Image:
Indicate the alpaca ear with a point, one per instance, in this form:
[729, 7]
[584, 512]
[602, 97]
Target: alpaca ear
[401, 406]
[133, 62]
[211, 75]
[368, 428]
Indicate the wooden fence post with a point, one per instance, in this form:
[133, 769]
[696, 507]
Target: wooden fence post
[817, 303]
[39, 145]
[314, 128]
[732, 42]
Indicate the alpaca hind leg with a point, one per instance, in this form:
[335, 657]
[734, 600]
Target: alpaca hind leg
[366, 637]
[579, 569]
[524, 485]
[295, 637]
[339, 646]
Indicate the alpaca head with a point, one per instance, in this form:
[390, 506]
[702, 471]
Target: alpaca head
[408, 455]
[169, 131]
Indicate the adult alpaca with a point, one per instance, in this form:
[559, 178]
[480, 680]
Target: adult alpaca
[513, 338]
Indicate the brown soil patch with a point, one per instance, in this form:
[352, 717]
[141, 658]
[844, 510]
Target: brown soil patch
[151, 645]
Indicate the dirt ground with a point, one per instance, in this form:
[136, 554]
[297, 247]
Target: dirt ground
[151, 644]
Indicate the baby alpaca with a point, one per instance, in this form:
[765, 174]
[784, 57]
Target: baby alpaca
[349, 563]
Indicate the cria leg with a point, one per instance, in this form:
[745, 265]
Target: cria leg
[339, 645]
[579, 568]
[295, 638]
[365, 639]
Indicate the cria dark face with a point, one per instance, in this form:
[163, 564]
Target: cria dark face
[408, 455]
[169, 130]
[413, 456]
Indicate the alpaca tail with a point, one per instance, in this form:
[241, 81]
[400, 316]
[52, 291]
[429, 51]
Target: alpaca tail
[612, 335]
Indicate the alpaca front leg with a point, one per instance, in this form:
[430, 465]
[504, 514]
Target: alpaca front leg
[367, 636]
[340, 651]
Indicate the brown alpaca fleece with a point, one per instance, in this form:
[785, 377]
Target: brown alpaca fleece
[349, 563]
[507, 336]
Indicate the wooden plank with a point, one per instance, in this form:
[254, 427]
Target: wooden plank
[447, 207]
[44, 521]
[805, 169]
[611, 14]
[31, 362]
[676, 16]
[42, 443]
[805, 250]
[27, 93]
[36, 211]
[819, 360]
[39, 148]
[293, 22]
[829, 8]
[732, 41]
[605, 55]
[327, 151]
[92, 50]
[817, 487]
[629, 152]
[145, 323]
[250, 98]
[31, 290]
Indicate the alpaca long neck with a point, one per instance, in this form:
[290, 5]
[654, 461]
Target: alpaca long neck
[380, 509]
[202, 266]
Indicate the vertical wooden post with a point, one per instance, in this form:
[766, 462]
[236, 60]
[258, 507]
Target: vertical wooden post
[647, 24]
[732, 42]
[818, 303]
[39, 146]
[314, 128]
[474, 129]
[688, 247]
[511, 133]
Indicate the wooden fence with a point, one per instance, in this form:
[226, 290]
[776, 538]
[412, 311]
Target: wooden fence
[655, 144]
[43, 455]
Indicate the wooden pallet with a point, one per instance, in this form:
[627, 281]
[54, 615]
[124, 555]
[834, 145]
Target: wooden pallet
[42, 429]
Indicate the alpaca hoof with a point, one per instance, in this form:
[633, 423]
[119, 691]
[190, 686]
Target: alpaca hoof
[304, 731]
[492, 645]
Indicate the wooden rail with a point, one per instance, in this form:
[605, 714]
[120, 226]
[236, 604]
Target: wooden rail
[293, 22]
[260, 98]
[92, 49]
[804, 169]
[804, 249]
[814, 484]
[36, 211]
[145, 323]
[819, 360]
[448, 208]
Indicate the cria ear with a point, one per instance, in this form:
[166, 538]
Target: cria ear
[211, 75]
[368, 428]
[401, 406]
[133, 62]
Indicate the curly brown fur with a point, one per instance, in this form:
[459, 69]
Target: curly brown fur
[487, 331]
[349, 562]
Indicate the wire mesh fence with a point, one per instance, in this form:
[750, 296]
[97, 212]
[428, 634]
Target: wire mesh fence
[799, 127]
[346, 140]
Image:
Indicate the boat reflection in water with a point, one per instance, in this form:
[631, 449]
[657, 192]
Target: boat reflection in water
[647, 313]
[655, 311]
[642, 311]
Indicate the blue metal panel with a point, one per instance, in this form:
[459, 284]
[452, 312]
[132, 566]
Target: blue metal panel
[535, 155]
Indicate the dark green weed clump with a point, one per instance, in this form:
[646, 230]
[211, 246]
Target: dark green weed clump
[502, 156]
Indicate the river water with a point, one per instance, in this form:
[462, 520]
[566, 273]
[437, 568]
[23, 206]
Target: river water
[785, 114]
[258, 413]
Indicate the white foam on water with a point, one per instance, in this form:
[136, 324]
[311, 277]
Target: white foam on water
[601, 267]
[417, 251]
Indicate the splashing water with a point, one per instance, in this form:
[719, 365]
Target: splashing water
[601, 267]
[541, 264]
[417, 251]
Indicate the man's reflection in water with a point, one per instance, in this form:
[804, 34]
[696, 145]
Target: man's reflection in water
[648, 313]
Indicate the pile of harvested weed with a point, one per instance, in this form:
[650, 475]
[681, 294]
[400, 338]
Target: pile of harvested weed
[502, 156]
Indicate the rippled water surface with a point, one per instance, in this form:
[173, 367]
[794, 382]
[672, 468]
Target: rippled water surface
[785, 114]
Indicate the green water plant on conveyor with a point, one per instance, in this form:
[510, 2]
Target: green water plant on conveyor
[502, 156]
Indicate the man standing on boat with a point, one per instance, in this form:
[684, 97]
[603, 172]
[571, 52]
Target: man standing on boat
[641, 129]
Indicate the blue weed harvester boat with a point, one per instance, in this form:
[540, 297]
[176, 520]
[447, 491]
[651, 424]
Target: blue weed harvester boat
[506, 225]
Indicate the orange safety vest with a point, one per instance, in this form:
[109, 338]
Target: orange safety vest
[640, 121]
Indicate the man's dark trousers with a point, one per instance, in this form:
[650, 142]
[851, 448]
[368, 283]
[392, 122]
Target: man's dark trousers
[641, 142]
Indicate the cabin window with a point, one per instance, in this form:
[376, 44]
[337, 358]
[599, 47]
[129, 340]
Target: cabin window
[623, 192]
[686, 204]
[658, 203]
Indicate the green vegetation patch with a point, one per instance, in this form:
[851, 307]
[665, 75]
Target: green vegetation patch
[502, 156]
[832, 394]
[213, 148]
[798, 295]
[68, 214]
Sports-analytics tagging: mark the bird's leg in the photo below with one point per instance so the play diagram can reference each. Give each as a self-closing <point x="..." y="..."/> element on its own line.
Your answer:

## [EXERCISE OBJECTIVE]
Reproduce every line of the material above word for word, with no changes.

## [RESULT OF THIS TASK]
Image:
Indicate the alpaca ear with a point, one per instance, in this form:
[729, 7]
[584, 512]
[602, 97]
Target: alpaca ear
[401, 406]
[133, 62]
[211, 75]
[368, 428]
Indicate the wooden fence post with a point, one per instance, in this form:
[133, 769]
[696, 507]
Target: wooden fence post
[817, 303]
[39, 145]
[314, 128]
[732, 42]
Indicate the alpaca hind leg with a point, one per instance, in this form:
[335, 657]
[734, 600]
Target: alpaca hind leg
[366, 637]
[579, 569]
[524, 485]
[295, 637]
[339, 646]
Indicate the alpaca head with a point, one per instance, in this form:
[390, 506]
[702, 471]
Target: alpaca head
[408, 455]
[169, 131]
Indicate the adult alpaca with a point, one per instance, in this form:
[559, 178]
[480, 680]
Target: adult alpaca
[513, 338]
Indicate the brown soil patch with a point, one per instance, in this form:
[352, 717]
[141, 658]
[844, 510]
Target: brown soil patch
[151, 645]
Indicate the dirt ground with a point, one per instance, in this form:
[136, 554]
[297, 247]
Target: dirt ground
[151, 644]
Indicate the baby alpaca with a point, one per instance, in this form:
[765, 174]
[784, 57]
Target: baby alpaca
[349, 563]
Indicate the cria leg with a point, one per instance, in this form:
[745, 265]
Target: cria leg
[339, 645]
[579, 568]
[295, 638]
[365, 639]
Indicate the cria dark face with a point, one per instance, in this form:
[163, 564]
Target: cria dark face
[408, 455]
[169, 130]
[413, 456]
Indicate the alpaca tail with a point, one per instance, in this form:
[241, 81]
[400, 316]
[52, 291]
[429, 51]
Target: alpaca tail
[612, 335]
Indicate the alpaca front leg with a point, one per instance, in this form:
[430, 465]
[504, 514]
Target: alpaca front leg
[367, 636]
[340, 651]
Indicate the brown alpaca fleece with a point, one per instance, in this form:
[785, 377]
Target: brown alpaca fleece
[349, 563]
[507, 336]
Indicate the wooden plank with a point, one per instance, in this form:
[254, 427]
Target: wooden plank
[447, 207]
[44, 521]
[805, 169]
[611, 14]
[31, 362]
[676, 16]
[42, 443]
[805, 250]
[27, 93]
[36, 211]
[819, 360]
[39, 148]
[293, 22]
[829, 8]
[732, 41]
[605, 55]
[327, 151]
[92, 50]
[817, 487]
[629, 152]
[145, 323]
[250, 98]
[31, 290]
Indicate the alpaca long neck with a point, one per instance, in this form:
[290, 5]
[654, 461]
Target: alpaca long neck
[380, 509]
[202, 266]
Indicate the vertical wooden post with a point, one per instance, in this form:
[766, 462]
[236, 60]
[258, 507]
Target: vertical wooden post
[647, 24]
[732, 42]
[818, 303]
[39, 146]
[314, 128]
[474, 129]
[688, 247]
[511, 133]
Indicate the wooden fence with a point, one per instance, in this form:
[226, 290]
[776, 538]
[412, 311]
Target: wooden fence
[655, 144]
[43, 455]
Indicate the wooden pallet with a point, one per instance, in this form:
[627, 281]
[54, 615]
[124, 555]
[834, 145]
Target: wooden pallet
[42, 429]
Indicate the alpaca hoof with a point, one per instance, in this form:
[633, 423]
[119, 691]
[190, 686]
Target: alpaca hoof
[304, 731]
[492, 645]
Indicate the wooden rail with a point, one per instance, in this form:
[605, 714]
[120, 226]
[236, 604]
Target: wooden rail
[293, 22]
[260, 98]
[92, 49]
[804, 169]
[804, 249]
[814, 484]
[36, 211]
[145, 323]
[819, 360]
[448, 208]
Indicate the cria ear with a point, one per instance, in this form:
[166, 538]
Target: cria ear
[211, 75]
[368, 428]
[401, 406]
[133, 62]
Indicate the curly brown fur with a point, one per instance, in this form:
[459, 69]
Target: curly brown fur
[487, 331]
[349, 562]
Indicate the wire mesh fence with a point, one per instance, in this form:
[750, 296]
[97, 212]
[428, 634]
Target: wire mesh fence
[799, 127]
[346, 140]
Image:
Indicate the boat reflection in water with a point, one per instance, in this form:
[631, 449]
[657, 192]
Target: boat reflection in water
[647, 313]
[655, 311]
[642, 311]
Indicate the blue metal panel with a point, one per instance, in this form:
[459, 284]
[452, 312]
[132, 566]
Target: blue metal panel
[535, 155]
Indicate the dark green weed clump with a point, one per instance, in this form:
[646, 230]
[211, 246]
Target: dark green weed clump
[502, 156]
Indicate the river water with a point, one per instance, in this form:
[462, 520]
[566, 273]
[437, 568]
[23, 206]
Target: river water
[785, 114]
[258, 413]
Indicate the white foam on water with a point, one per instance, in this form:
[136, 324]
[311, 277]
Target: white foam on water
[601, 267]
[417, 251]
Indicate the splashing water with a point, one per instance, in this form:
[719, 365]
Target: splashing water
[601, 267]
[541, 264]
[417, 251]
Indicate the man's reflection in water with a point, one per instance, in this form:
[804, 34]
[696, 145]
Target: man's reflection in water
[648, 313]
Indicate the pile of harvested weed with a point, one per instance, in this form:
[650, 475]
[681, 294]
[400, 338]
Target: pile of harvested weed
[502, 156]
Indicate the rippled water surface with a point, one per instance, in this form:
[173, 367]
[794, 382]
[672, 468]
Target: rippled water surface
[785, 114]
Indicate the green water plant on conveyor with a point, one per instance, in this form:
[510, 2]
Target: green water plant on conveyor
[502, 156]
Indicate the man standing on boat with a point, one per instance, in this form:
[684, 97]
[603, 172]
[571, 52]
Target: man standing on boat
[641, 129]
Indicate the blue weed harvester boat with a point, one per instance, in this form:
[540, 297]
[176, 520]
[447, 491]
[651, 424]
Target: blue weed harvester boat
[506, 225]
Indicate the orange safety vest with a point, one per instance, in this form:
[109, 338]
Target: orange safety vest
[640, 121]
Indicate the man's dark trousers with a point, one per instance, in this form:
[650, 142]
[851, 448]
[368, 283]
[392, 122]
Target: man's dark trousers
[641, 142]
Indicate the cabin window with a point, one per instance, in this form:
[376, 44]
[337, 358]
[599, 47]
[129, 340]
Target: cabin window
[623, 192]
[686, 204]
[658, 203]
Indicate the green vegetation patch with a point, one per instance, in this form:
[851, 307]
[665, 75]
Target: green vegetation patch
[502, 156]
[832, 394]
[213, 148]
[798, 295]
[68, 214]
Sports-analytics tagging: mark the bird's leg in the photo below with one point per instance so the play diagram can reference each. Give each as a self-closing <point x="..." y="..."/> element on its own line.
Your answer:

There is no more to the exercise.